-- Given records follows --
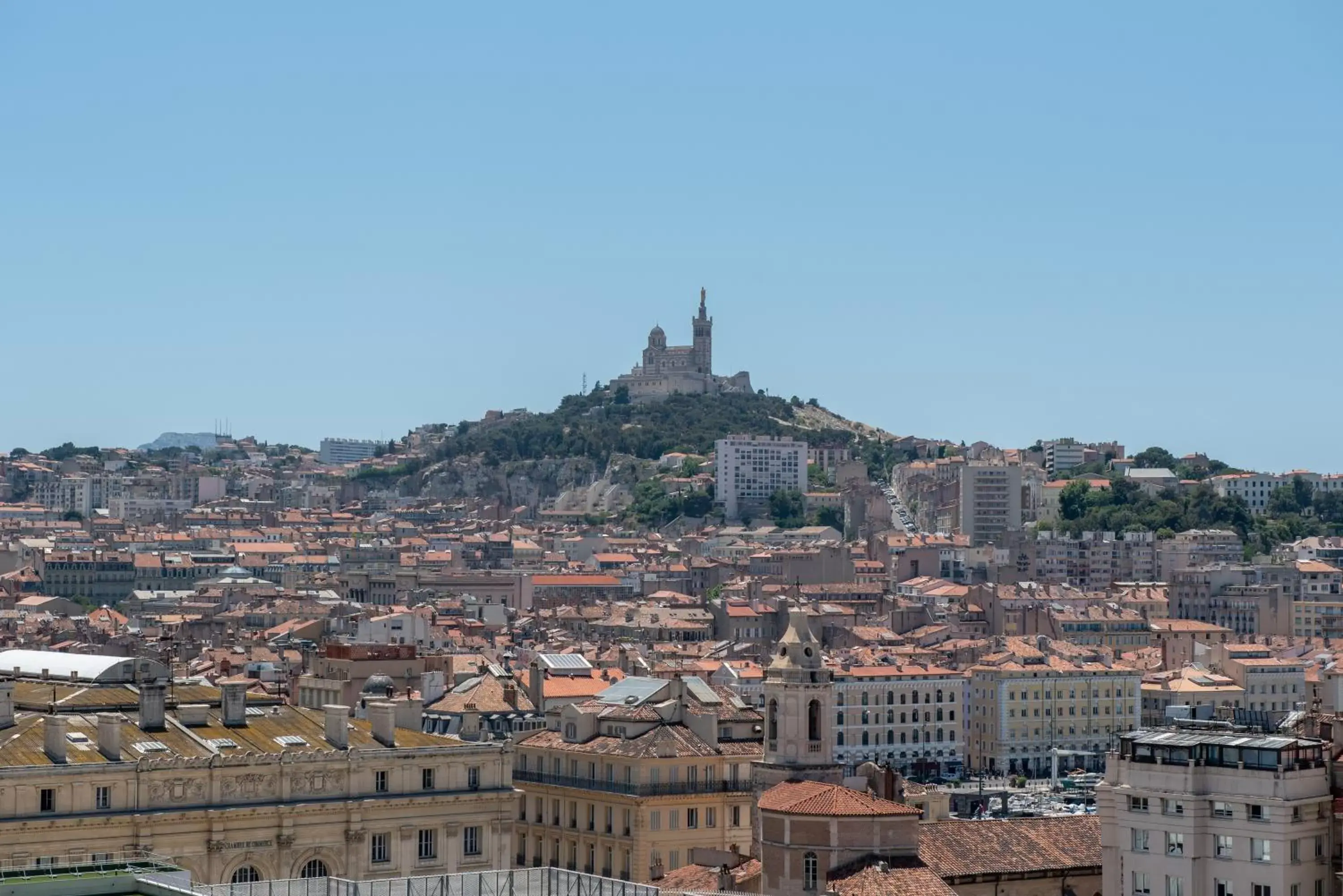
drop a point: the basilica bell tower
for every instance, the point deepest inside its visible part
(703, 344)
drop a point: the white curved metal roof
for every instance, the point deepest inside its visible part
(80, 667)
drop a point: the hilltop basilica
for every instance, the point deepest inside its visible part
(680, 368)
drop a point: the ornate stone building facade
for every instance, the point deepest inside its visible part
(240, 790)
(680, 368)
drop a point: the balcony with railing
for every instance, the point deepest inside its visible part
(671, 789)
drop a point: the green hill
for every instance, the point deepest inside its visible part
(603, 423)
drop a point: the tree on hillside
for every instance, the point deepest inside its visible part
(832, 518)
(1072, 500)
(1155, 457)
(787, 508)
(1329, 507)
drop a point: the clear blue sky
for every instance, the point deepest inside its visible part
(990, 221)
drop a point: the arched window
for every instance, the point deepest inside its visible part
(315, 868)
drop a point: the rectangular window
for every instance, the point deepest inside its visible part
(428, 843)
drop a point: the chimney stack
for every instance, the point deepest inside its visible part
(410, 714)
(152, 704)
(382, 719)
(109, 737)
(234, 703)
(6, 704)
(338, 726)
(536, 687)
(56, 742)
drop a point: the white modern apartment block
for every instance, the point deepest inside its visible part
(1063, 456)
(1257, 488)
(347, 451)
(1194, 813)
(990, 502)
(751, 468)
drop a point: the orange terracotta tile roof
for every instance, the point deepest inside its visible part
(1017, 845)
(899, 878)
(818, 798)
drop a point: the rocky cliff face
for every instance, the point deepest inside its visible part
(531, 483)
(528, 483)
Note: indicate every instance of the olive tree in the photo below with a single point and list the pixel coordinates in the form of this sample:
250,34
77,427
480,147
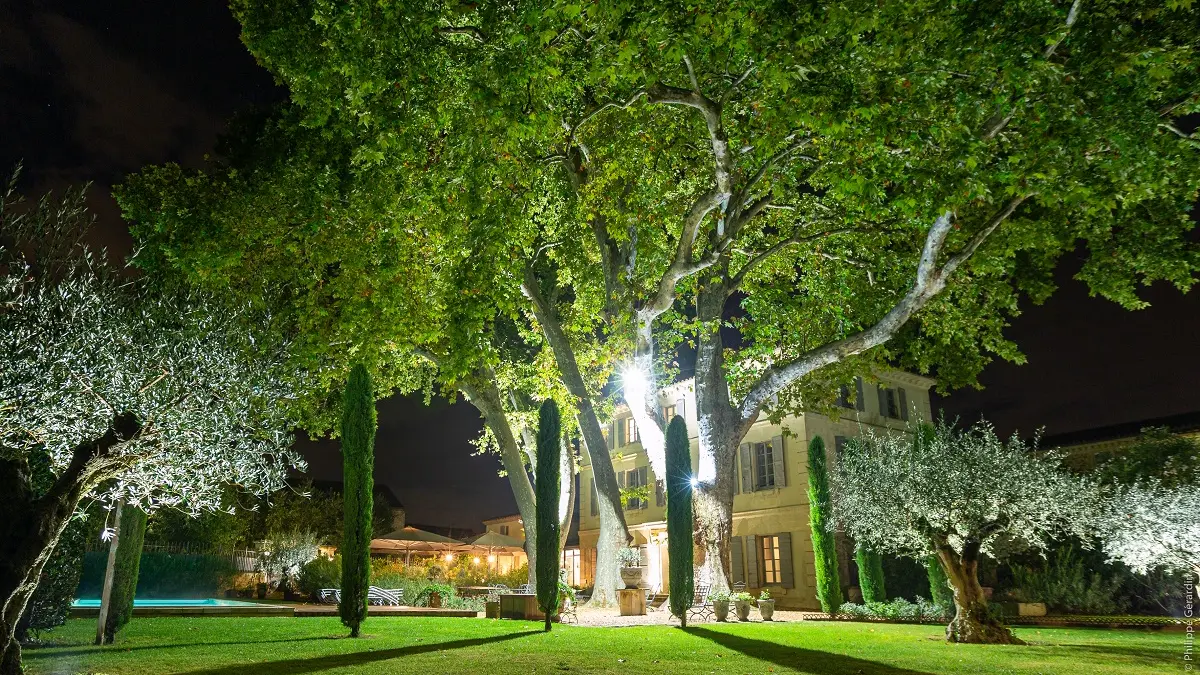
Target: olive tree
145,394
960,494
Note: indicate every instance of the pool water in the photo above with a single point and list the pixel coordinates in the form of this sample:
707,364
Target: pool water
169,602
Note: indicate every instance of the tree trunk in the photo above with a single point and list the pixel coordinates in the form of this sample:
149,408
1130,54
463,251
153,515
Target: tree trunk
613,531
31,525
480,388
720,430
972,622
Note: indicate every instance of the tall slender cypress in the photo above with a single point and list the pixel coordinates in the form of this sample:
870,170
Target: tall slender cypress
550,448
679,531
825,549
870,575
358,458
125,569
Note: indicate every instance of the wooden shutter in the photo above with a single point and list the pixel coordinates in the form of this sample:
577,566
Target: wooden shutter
739,572
777,458
786,575
753,572
747,467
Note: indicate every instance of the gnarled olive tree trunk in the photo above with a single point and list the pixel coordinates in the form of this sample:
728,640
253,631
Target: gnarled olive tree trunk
33,524
972,621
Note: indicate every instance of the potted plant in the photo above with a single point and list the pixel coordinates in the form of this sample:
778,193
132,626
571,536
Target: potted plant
742,604
766,605
630,561
720,601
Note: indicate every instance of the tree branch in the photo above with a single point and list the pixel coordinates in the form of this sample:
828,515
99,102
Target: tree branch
929,281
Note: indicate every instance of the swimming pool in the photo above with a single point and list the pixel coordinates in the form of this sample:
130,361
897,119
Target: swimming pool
169,602
85,608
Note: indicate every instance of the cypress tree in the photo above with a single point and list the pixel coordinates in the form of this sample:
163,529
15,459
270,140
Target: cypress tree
679,532
825,549
546,508
358,458
939,584
125,569
870,575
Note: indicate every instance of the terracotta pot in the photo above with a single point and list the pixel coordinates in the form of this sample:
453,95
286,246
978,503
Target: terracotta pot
631,577
721,609
767,609
743,609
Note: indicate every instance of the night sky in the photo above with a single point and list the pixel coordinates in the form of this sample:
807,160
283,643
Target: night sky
90,91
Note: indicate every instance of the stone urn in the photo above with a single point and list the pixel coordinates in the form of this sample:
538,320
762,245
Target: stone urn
767,609
721,609
631,575
743,609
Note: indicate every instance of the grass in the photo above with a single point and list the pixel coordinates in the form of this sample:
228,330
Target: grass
285,645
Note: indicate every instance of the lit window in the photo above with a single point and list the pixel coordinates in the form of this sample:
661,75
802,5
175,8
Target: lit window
771,573
765,466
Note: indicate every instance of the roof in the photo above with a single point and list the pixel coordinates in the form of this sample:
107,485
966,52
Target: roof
1185,423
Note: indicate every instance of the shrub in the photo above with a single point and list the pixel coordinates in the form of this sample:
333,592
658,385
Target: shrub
1066,584
321,573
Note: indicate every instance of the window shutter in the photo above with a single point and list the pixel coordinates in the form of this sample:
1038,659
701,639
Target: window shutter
739,573
777,458
747,467
786,577
753,573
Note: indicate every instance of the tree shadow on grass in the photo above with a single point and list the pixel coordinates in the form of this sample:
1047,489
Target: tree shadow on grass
318,663
814,662
43,651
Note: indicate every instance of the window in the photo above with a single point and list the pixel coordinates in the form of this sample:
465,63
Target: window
637,478
765,466
771,567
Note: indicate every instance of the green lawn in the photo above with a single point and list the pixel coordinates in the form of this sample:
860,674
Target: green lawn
285,645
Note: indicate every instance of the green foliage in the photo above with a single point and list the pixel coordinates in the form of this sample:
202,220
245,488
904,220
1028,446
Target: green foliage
939,584
870,575
1068,586
825,549
130,537
321,573
546,485
679,523
1159,455
898,609
358,455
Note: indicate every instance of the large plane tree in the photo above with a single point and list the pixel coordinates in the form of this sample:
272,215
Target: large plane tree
849,184
142,393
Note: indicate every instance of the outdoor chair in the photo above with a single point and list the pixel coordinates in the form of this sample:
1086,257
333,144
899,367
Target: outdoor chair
378,596
701,608
569,614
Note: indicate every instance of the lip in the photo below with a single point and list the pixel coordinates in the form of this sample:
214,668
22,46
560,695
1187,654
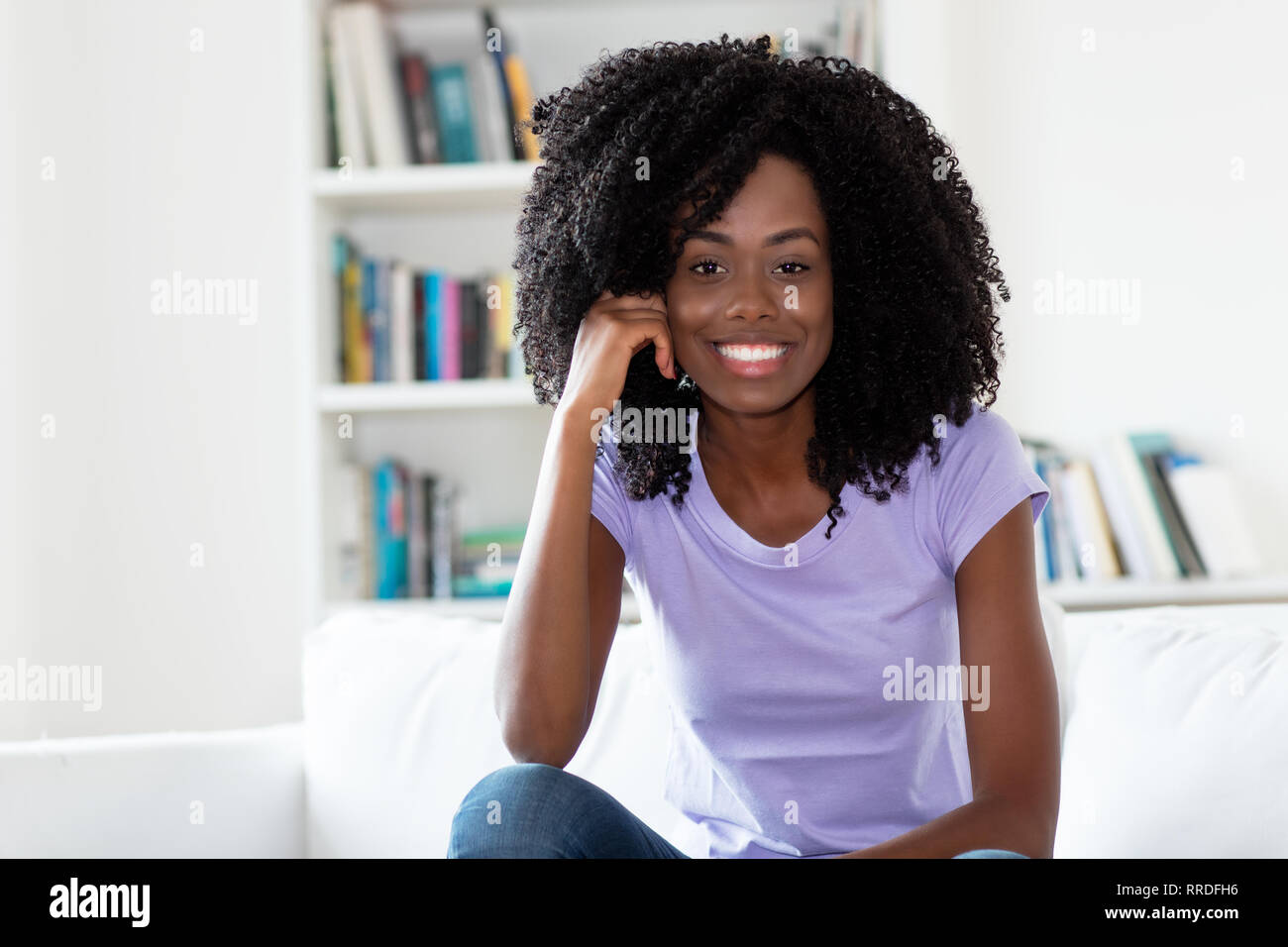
-- Given records concluded --
(Task to carry out): From the first line to the last, reproduce the records above exactly and skip the pictures.

(Exercise solution):
drop a point: the basilica bell tower
for every instance, the point deepest inside its visible part
(703, 344)
drop a point: the white curved metal roof
for every instance, the point deepest inside its visible part
(80, 667)
drop a point: the hilltop basilica
for every instance, the point deepest inside its visible part
(680, 368)
drop a point: the ornate stone building facade
for every instance, the point deepest inside its visible part
(240, 790)
(680, 368)
drop a point: the balcony with railing
for every instance, the point deepest inside its visible part
(671, 789)
drop a point: the green hill
for every instance, the point deepest inside its visible part
(603, 423)
drop a point: the tree on hillside
for every instance, the point deepest inside its visible part
(832, 518)
(1072, 500)
(1155, 457)
(787, 508)
(1329, 507)
drop a point: the clear blue sky
for every instance, the point deepest inside its visible part
(990, 221)
drop a point: the arched window
for every instance, the point deepest inside its visible part
(315, 868)
drop a point: the rectangular window
for every instance, the point deepest inside its visible part
(428, 843)
drop a point: the chimney stack
for every instance, the point deepest inside its visible part
(410, 714)
(152, 704)
(382, 719)
(109, 737)
(234, 703)
(6, 704)
(338, 726)
(536, 687)
(56, 742)
drop a point: the white modern apartment block
for every instance, the point deepest inside its visible part
(1063, 456)
(1257, 488)
(347, 451)
(1194, 813)
(990, 502)
(751, 468)
drop a point: the orange terracotta tile roof
for every instance, the point deepest inside its visible part
(1017, 845)
(899, 878)
(818, 798)
drop a point: the rocky cliff face
for every instance, the point deepest inside its visible part
(531, 483)
(528, 483)
Note: indicate every instance of the olive tree in the photo below with a single point and list the pixel coordinates in the form of this sample:
250,34
77,427
480,147
Target: olive tree
145,394
960,494
Note: indicate every instance of the pool water in the photo above with a single point and list the pixel coordinates in the form of this sample:
707,364
Target: pool water
169,602
Note: indicate every instance of the tree trunk in the photo above with a single point and list the pixel coordinates in the form of this sample:
149,408
1130,54
463,251
153,515
Target: tree trunk
613,531
31,525
480,388
720,430
972,622
Note: indicate every instance of the tall slender cypress in the photo above with a single point and list the pixel coordinates in the form of this sample:
870,170
Target: tall slender cypress
550,448
679,531
825,549
870,575
358,458
125,569
Note: indicate every instance of the wooden shutter in the photo above with a single point and list the pixel coordinates in the form of this sample:
577,566
Target: wooden shutter
739,572
777,458
786,575
753,572
747,467
Note: indicate every instance of the gnarled olive tree trunk in the photo above with a single point and list the pixel coordinates in the form of this sample:
728,640
253,631
Target: gnarled olive tree trunk
33,524
972,621
Note: indicate every instance of the potted plant in the photo above with a single point and list the pixel coordinates in the form of this sample:
778,193
132,626
571,536
Target: potted plant
742,604
766,605
630,561
720,601
Note: indicate every instance of the tree branch in the photo above with a single point and list the pixel coordinates in the form of this sample:
828,515
99,102
Target: tree branch
929,281
Note: indicate every instance of the swimming pool in the photo above with a single point and list the pixel coordinates in the form of this sample:
130,361
897,119
Target: swimming pool
169,602
85,608
Note: indicate every instance of the cypress tree in the photo above with a single point and list the pixel coordinates in the form of this sample:
163,529
15,459
270,140
Target: cypress tree
679,532
825,549
546,508
358,458
939,584
125,569
870,575
Note: indicate every instance of the terracotta pot in the photo above with a single point and list the pixel coordinates in the form of this sample:
453,95
286,246
978,503
Target: terracotta pot
631,577
721,609
767,609
743,609
Note: indicate every instance of the night sky in the photo above with a single point and list the pixel coordinates in the form of this sample:
807,160
283,643
Target: night sky
90,91
Note: indicate every instance of the stone urn in the photo above with a single point and list the pixel coordinates in the form of this sample:
538,320
762,245
Target: stone urn
767,609
721,609
631,575
743,609
Note: indicate every instance of the grass in the photo above with a single point and list the pixel coordinates in the form of this sample:
228,330
Target: grass
285,645
Note: indicate every instance of the lit window in the photo above with a single point and list the pixel coordinates in the form of this sample:
661,75
802,5
175,8
Target: lit window
771,573
765,466
Note: indicate every instance of the roof in the photo above with a single point and list the pixel coordinates in the form of this sample:
107,485
966,52
Target: roof
1185,423
Note: indicate every instance of the shrub in the photo above with a single point and list the pixel coordinates in the form of this sample:
333,592
658,385
Target: shrub
1066,584
321,573
Note: indicate every instance of the window shutter in the photo above with a single point and list the pixel coordinates in the form of this sample:
1038,659
701,639
Target: window shutter
739,573
777,458
747,467
786,577
753,573
Note: indicate every instance of the tree shadow on grass in the photo above with a single point and list the pixel coordinates in the form of this sample:
1047,489
Target: tree shadow on grass
318,663
814,662
43,651
Note: indicate every instance of the window in the photo above with a single point and list the pixel coordinates in the form of this sample:
465,63
Target: window
637,478
765,466
771,567
Note: indicate every instance of the green lawn in the photo above with a single point and list the pixel coordinates in the form of this sample:
860,674
Target: green lawn
285,645
Note: indicate every instance of the green foliage in the photo above with a single point and list the pixel coordinates in the form of this sample:
202,220
245,488
904,220
1028,446
Target: green foliage
939,584
870,575
1068,586
825,549
130,537
321,573
546,485
679,523
1159,455
898,609
358,455
Note: indicate every instance of the large plane tree in the photo above with a single point and list the pixel coordinates in the form of this sample:
272,215
Target: large plane tree
849,184
142,393
Note: indicate every instance of the outdoor chair in the photo above with a single point and list the pixel coordinates in the form of this sample:
1086,257
333,144
899,367
Target: outdoor chair
378,596
701,608
569,614
Note: indicate every instance of the lip in the photo below with a single point and list the pixel coordinates in the form of this sample:
214,668
22,46
560,695
1187,654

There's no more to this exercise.